_WRITTEN TASK:_
Reproduce the data below verbatim from the line containing "Reviewer note: every instance of the blue" through its final line, and produce nothing more.

- - - - - - -

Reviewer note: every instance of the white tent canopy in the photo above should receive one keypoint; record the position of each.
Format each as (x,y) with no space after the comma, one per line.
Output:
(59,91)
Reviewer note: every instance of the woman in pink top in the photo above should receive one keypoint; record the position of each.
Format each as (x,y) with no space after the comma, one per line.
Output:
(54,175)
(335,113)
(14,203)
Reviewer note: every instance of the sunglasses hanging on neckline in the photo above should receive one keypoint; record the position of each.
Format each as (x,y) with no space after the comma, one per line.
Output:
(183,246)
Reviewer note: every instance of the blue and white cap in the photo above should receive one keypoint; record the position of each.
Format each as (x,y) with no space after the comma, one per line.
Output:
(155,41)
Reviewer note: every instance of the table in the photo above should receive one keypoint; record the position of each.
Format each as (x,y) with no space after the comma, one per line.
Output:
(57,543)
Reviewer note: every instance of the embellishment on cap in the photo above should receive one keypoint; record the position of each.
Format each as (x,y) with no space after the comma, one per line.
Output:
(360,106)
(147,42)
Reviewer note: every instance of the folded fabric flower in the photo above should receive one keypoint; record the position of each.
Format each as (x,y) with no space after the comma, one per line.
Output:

- - - - - - -

_WRITTEN SOLUTION:_
Reviewer note: every instance of the blue and white cap in the photo above should receive one keypoint; record the position of each.
Format each as (x,y) with no space after the comma, one per line.
Output:
(155,41)
Reviewer note: every instance of the table in the photo above should receive one keypoint; record the position of each.
Format each as (x,y) with no space after the comma, one per line.
Output:
(57,543)
Reviewer note: every instance of the embellishment on cap in the photo above should receive one keypoint; record the position of each.
Format each as (x,y) with no space after the comma, one per line.
Output:
(360,106)
(147,42)
Reviewer note: every instance of the folded fabric flower in the photo above should receive one keypoint; record the position of each.
Format each as (x,y) with no space after the comma, one per line.
Output:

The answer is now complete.